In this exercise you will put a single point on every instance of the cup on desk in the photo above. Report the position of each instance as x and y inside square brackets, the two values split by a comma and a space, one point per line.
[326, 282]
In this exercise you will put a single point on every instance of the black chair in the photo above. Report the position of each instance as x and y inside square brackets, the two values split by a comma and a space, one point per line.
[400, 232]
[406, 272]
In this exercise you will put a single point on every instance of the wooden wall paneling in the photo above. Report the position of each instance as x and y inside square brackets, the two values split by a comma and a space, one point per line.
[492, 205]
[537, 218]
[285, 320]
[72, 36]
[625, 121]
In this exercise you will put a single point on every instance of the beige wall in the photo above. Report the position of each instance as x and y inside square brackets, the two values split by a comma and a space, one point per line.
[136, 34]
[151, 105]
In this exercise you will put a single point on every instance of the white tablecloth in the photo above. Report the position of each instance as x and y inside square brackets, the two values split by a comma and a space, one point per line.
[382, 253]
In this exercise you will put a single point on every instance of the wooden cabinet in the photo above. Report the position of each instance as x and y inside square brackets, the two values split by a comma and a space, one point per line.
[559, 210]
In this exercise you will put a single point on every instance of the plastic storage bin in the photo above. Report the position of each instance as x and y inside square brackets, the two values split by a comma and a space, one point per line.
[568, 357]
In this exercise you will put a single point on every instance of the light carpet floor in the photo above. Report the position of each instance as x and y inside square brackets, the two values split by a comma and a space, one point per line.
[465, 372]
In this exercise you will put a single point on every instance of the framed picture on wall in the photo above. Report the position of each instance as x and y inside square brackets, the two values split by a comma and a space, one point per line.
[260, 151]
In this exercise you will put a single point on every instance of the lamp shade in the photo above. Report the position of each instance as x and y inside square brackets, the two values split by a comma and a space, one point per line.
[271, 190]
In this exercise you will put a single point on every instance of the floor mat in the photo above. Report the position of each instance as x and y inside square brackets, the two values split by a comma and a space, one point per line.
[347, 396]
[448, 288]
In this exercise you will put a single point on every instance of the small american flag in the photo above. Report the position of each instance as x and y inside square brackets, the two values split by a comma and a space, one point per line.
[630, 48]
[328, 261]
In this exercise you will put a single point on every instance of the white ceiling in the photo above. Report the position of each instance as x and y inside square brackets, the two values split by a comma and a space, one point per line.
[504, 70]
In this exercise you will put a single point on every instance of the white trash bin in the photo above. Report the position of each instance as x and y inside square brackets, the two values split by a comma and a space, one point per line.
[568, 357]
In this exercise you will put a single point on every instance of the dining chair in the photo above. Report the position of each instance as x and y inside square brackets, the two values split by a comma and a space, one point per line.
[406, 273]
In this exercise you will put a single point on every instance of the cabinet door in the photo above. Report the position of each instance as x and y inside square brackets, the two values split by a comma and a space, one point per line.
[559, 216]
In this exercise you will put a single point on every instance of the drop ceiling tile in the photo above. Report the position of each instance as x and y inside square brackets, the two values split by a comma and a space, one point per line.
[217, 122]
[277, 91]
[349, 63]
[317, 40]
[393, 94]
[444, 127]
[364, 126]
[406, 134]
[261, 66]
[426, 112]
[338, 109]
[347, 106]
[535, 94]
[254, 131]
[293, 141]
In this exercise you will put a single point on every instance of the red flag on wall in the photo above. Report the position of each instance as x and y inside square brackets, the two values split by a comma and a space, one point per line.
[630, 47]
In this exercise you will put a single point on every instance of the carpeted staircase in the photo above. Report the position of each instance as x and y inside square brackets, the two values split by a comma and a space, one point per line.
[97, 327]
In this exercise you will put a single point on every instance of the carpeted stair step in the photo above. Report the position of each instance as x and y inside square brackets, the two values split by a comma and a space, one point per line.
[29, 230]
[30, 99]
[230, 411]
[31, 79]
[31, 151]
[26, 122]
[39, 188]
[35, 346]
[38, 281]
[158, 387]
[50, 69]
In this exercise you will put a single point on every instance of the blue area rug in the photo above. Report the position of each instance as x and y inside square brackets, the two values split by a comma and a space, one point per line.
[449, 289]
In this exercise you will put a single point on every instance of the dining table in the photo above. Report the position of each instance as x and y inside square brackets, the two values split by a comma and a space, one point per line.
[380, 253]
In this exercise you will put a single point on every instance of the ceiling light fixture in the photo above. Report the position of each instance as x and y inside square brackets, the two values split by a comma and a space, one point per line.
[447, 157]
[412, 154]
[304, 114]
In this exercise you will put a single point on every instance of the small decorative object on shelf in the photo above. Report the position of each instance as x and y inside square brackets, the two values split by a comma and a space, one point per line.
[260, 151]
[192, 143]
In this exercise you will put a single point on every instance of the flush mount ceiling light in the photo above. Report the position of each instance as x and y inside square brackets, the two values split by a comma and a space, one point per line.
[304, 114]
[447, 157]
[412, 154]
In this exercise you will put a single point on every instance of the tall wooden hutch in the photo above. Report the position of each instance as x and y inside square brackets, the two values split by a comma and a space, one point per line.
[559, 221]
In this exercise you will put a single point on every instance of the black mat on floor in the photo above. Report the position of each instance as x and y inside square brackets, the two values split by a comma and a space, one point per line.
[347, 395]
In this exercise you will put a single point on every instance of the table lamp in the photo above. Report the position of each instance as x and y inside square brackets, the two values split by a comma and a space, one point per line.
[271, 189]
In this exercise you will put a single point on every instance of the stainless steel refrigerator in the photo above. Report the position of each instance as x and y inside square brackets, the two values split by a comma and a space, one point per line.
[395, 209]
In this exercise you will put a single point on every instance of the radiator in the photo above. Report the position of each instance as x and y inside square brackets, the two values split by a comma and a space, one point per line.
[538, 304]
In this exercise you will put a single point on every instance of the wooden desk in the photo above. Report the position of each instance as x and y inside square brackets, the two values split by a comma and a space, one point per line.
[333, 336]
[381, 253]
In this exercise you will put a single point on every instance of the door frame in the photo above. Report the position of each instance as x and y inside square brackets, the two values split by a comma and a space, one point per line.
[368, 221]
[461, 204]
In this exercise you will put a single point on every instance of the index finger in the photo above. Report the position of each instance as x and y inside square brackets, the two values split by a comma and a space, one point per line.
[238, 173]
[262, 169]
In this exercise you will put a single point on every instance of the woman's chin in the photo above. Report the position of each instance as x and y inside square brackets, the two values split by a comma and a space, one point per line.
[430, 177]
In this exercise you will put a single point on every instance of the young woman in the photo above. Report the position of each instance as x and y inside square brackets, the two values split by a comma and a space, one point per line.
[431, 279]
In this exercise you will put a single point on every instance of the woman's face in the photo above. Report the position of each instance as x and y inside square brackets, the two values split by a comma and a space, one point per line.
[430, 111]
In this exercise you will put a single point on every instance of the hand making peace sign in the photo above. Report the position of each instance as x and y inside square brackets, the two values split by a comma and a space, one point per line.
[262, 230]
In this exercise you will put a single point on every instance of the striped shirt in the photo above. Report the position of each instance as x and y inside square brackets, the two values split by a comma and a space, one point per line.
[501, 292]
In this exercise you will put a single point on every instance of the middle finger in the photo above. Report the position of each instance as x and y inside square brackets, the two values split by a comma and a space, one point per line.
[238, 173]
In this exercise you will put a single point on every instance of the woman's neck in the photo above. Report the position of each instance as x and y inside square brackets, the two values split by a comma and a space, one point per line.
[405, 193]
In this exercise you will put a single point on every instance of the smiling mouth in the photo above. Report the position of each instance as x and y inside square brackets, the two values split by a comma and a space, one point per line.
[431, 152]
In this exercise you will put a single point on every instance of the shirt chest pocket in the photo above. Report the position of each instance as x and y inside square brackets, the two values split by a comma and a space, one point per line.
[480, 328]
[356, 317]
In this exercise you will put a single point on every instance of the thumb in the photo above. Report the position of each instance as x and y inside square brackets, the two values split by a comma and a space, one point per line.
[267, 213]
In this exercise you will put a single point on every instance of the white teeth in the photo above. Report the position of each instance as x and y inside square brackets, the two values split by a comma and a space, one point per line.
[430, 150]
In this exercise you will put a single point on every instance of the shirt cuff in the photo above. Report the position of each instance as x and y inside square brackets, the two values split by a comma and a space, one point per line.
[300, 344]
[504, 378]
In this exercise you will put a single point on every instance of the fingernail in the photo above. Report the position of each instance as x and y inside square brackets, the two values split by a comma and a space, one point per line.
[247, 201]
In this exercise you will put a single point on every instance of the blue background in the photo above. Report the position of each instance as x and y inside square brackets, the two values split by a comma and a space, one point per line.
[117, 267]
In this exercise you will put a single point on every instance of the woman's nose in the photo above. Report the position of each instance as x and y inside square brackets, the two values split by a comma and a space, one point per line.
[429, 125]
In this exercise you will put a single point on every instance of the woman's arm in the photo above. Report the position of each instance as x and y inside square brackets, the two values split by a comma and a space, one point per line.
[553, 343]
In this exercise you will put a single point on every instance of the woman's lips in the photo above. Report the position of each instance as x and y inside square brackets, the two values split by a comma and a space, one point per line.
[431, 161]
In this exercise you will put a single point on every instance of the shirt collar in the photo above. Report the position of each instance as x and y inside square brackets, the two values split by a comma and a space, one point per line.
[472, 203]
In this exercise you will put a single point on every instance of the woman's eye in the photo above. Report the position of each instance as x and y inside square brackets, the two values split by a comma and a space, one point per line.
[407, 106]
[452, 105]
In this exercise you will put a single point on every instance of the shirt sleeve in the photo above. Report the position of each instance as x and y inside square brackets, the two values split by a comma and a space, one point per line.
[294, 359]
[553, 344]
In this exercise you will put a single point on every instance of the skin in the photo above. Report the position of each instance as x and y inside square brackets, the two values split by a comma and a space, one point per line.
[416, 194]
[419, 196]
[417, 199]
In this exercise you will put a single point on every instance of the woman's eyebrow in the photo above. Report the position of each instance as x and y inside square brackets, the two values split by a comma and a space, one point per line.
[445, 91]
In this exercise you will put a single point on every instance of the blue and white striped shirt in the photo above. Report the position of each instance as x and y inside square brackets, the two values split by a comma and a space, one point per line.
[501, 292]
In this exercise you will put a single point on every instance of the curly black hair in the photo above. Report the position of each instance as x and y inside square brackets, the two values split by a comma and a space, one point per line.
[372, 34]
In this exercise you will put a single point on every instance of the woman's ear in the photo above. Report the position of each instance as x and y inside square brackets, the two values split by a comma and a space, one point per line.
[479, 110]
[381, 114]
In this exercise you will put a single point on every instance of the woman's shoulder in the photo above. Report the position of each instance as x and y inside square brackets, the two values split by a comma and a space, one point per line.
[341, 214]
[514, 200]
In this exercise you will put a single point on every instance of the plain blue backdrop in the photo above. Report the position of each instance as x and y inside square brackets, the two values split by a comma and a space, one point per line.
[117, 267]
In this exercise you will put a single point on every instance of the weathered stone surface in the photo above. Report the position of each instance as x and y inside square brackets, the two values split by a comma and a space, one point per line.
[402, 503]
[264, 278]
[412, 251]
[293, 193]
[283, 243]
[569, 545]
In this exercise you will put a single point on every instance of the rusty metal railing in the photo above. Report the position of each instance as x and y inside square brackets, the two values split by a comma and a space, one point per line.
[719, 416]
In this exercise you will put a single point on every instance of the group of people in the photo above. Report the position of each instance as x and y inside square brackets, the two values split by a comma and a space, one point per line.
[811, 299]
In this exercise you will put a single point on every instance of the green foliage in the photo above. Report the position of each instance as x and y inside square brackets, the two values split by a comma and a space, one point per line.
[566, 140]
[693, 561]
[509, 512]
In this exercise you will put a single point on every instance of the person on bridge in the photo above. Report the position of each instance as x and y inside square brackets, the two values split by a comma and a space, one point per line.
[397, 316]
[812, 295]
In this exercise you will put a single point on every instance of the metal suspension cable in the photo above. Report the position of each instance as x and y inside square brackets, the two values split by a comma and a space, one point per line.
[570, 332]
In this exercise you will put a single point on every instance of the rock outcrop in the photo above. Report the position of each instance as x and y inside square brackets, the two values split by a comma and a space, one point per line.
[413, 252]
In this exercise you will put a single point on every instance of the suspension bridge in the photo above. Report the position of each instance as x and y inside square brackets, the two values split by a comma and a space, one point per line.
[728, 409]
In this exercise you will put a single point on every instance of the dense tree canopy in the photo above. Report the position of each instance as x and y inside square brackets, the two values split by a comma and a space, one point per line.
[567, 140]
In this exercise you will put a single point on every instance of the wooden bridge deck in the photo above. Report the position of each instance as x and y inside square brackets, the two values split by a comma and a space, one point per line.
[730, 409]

= = = =

Task to carry out:
Retype nothing except the lines from the line holding "of the green" through the last line of the entries, both included.

Task output:
In this exercise you will put a single point on every instance of the green foliage in the photo above. Report the position of each instance as x and y inside square brackets, the two values split by a comma and a space, one point per line.
[566, 140]
[693, 561]
[509, 512]
In this exercise you will put a single point on every instance of the person on bridge in the photo above. Report the position of each instance as x and y inside square brackets, the two values split by a comma and a space, one point per line.
[397, 316]
[812, 295]
In this exercise you will put a single point on every instance of the metal suspension cable in the photo above. Report the position of each instance as x and y inside square brackets, the two values split by a comma and a space, one point per line.
[570, 332]
In this exercise you will put a single point on every instance of the rock outcrop in the photo above. Report the position of each instance as x and y inside square brackets, the two values split by a comma and a space, one point per line.
[413, 252]
In this exercise you will put a single point on every instance of the suspension bridge in the photo above. Report the position of each instance as x and y inside square brackets, the two values split by a comma and a space, one point per line.
[728, 409]
In this exercise you will put a single point on every instance of the dense tree canopy in the photo above. Report the position of each instance as x and y inside square brackets, the two values split by a comma and a space, one point per line.
[567, 140]
In this exercise you will put a single point on every instance of the wooden bridge deck in the photo above. Report the position of each instance as x and y inside square brackets, the two values split by a comma and a space, one point per line.
[730, 409]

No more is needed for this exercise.